Records from a collection
◆ ◆ ◆ ◆ ◆

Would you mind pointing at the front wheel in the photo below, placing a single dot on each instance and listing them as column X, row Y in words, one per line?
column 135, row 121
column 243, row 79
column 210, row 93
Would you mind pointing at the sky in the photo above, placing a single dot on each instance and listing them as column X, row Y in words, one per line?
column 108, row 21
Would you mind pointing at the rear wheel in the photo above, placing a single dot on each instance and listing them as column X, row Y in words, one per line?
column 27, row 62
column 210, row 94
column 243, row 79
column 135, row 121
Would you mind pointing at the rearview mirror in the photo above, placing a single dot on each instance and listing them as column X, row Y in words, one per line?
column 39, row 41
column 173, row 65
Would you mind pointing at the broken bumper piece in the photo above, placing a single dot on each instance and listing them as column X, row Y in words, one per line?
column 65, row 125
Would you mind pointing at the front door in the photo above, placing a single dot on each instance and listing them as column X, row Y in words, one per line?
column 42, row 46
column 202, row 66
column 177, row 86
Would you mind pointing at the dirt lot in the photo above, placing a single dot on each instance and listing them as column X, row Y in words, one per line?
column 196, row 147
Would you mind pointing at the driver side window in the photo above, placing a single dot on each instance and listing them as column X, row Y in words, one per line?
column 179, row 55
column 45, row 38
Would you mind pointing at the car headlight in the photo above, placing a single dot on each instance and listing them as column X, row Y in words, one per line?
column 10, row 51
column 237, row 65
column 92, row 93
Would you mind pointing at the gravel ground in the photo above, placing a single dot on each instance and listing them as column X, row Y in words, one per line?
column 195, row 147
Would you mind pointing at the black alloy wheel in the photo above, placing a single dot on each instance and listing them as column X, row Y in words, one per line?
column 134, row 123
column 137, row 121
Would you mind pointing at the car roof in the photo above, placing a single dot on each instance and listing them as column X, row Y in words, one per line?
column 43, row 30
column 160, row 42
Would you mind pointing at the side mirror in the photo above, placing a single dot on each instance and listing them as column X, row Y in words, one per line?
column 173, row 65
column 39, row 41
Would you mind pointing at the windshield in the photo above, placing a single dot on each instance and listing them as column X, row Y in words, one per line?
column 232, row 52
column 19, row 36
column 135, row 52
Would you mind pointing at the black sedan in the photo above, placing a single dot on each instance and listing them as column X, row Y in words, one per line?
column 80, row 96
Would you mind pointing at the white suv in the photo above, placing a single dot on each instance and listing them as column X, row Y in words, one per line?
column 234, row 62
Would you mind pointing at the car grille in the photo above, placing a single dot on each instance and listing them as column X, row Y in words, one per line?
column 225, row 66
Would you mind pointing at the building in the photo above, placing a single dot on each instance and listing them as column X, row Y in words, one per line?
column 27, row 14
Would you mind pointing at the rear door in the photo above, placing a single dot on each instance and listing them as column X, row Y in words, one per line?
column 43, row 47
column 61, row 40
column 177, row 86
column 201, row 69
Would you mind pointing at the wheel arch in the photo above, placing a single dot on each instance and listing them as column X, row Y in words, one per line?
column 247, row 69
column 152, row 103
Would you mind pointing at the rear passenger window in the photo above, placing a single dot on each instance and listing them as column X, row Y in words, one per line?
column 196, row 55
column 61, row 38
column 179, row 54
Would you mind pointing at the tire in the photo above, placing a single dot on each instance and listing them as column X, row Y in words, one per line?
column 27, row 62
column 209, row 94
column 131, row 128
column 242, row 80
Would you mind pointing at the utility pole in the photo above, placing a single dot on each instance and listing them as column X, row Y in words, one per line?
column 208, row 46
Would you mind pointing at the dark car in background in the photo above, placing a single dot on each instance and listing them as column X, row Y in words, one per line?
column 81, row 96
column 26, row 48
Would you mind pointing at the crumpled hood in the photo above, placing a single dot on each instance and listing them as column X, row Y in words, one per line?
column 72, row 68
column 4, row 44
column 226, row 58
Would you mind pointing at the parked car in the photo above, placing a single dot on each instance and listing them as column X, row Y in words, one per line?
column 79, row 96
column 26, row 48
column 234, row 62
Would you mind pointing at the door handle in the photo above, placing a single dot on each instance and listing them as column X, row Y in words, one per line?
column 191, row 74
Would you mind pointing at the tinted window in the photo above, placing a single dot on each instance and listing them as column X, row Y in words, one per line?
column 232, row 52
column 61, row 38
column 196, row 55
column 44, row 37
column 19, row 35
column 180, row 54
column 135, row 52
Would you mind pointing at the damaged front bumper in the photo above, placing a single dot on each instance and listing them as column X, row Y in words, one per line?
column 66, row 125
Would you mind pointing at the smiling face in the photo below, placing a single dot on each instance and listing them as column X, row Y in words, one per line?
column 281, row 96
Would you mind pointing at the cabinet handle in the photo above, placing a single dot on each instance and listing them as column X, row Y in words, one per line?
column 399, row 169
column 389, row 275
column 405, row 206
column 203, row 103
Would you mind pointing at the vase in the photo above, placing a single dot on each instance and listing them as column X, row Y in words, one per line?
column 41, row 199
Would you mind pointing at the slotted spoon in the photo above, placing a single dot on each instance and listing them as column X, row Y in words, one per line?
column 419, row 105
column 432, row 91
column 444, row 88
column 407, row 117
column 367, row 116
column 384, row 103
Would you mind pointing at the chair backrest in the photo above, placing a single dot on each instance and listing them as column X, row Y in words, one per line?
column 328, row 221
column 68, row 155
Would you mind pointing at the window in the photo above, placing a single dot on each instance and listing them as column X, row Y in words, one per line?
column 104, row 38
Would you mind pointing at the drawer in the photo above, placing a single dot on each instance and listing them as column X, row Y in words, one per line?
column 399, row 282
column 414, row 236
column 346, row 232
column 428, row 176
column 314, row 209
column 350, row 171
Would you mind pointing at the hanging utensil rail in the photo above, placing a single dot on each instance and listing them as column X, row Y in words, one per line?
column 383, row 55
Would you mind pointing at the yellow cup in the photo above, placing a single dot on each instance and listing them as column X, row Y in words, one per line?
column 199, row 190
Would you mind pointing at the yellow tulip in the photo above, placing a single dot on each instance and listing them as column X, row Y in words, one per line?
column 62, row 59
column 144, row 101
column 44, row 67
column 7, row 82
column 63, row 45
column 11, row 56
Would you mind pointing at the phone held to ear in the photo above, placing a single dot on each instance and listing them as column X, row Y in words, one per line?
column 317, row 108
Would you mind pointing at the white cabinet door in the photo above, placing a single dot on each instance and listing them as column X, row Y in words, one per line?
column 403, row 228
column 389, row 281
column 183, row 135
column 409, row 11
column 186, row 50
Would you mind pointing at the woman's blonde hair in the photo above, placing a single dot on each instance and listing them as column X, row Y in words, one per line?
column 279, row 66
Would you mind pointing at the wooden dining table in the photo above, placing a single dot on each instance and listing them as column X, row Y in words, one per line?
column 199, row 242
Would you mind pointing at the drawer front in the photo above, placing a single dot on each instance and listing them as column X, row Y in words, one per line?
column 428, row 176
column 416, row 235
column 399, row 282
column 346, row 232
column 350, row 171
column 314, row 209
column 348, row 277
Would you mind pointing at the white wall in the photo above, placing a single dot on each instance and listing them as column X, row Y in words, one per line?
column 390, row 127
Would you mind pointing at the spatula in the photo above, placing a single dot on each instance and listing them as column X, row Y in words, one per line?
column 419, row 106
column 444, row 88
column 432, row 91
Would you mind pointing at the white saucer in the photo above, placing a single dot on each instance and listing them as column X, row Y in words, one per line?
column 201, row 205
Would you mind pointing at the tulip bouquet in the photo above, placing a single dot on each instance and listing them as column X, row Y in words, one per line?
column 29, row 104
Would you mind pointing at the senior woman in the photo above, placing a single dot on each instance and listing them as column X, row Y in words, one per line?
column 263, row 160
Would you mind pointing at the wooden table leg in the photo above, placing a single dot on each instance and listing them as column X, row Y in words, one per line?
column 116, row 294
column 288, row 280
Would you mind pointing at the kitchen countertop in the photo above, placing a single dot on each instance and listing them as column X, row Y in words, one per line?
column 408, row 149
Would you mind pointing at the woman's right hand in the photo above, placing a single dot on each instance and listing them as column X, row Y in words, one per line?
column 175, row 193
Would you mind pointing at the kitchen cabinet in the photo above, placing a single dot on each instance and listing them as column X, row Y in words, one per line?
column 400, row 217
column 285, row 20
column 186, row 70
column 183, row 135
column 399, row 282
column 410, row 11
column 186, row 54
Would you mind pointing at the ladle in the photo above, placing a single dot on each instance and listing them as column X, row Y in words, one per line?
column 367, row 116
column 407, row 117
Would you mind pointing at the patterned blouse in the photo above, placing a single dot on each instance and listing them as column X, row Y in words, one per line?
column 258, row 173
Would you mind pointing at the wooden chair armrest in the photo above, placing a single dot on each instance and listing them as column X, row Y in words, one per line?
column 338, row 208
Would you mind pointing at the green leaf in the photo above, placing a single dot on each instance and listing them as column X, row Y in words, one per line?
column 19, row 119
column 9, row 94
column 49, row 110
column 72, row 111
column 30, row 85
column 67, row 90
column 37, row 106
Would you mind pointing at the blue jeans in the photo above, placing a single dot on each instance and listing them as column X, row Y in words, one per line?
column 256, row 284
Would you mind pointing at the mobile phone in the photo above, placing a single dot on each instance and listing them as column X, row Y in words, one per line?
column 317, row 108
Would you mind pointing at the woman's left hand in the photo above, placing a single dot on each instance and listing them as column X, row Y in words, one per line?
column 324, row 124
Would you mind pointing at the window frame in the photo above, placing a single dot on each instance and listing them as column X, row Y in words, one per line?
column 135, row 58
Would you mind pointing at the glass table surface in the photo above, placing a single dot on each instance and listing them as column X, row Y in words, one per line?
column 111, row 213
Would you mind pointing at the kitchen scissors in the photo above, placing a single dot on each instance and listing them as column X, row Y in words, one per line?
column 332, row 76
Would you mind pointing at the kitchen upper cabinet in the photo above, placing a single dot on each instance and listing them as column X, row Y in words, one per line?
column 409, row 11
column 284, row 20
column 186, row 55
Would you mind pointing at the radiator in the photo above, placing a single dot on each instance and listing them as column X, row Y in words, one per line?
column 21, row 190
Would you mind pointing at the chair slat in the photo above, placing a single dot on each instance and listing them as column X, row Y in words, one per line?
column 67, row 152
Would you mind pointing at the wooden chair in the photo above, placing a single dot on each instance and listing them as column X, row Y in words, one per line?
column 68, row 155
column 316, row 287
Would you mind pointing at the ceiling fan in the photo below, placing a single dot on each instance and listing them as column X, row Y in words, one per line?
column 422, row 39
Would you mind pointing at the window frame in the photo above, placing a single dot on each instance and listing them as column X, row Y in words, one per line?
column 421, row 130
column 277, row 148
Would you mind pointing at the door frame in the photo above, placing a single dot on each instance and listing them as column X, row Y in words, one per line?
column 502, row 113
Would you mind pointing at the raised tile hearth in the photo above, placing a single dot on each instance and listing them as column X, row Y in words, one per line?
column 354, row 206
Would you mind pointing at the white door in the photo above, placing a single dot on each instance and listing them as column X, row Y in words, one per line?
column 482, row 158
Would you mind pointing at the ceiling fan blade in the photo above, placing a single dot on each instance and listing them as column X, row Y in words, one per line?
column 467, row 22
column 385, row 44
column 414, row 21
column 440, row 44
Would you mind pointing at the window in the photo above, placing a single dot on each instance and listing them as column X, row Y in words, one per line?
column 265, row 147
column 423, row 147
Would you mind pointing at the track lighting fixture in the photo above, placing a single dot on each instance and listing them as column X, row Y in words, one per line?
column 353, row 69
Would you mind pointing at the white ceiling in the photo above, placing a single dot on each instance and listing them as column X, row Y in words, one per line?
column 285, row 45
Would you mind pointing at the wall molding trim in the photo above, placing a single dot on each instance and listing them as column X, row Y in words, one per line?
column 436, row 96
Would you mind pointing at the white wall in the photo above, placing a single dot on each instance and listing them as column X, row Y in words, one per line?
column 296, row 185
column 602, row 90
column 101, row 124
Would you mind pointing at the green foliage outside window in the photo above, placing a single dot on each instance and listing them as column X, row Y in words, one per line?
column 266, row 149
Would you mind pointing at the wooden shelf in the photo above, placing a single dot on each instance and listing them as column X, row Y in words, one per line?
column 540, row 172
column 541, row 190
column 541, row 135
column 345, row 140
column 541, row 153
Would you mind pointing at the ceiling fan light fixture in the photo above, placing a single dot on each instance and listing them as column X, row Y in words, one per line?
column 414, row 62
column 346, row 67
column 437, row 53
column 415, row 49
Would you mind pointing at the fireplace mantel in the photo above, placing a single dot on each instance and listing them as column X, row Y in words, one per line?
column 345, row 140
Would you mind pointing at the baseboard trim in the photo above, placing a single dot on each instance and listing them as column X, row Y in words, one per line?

◆ ◆ ◆ ◆ ◆

## What the task requires
Could you output the lines above, exactly as written, from the one containing "Would you mind pointing at the fireplace" through the last, with both ends included and no others?

## Exercise answer
Would you mind pointing at the fireplace mantel in the photo above, placing a single dot on each instance and listing them as column X, row Y in words, one per line?
column 345, row 140
Would you mind pointing at the baseboard trim in the photo above, placing a single dot on each instance and listing them as column X, row Y in words, one per line?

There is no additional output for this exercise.